◆ **PROBLEM STATEMENT**:
Your task is to set down the records below again, exactly.

═══ GIVEN RECORDS ═══

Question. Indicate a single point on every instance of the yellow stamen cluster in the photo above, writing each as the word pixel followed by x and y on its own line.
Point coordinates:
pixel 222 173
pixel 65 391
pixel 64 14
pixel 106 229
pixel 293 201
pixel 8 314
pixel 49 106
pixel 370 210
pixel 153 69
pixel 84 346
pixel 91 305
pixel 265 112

═══

◆ **RESULT OF THIS TASK**:
Question. Indicate a single point on every instance of the yellow stamen cluster in the photo above, writing each as the word pixel followed by x and y on its own line.
Point coordinates:
pixel 222 173
pixel 65 391
pixel 64 14
pixel 106 229
pixel 293 201
pixel 8 314
pixel 49 106
pixel 370 210
pixel 153 69
pixel 84 346
pixel 91 305
pixel 265 112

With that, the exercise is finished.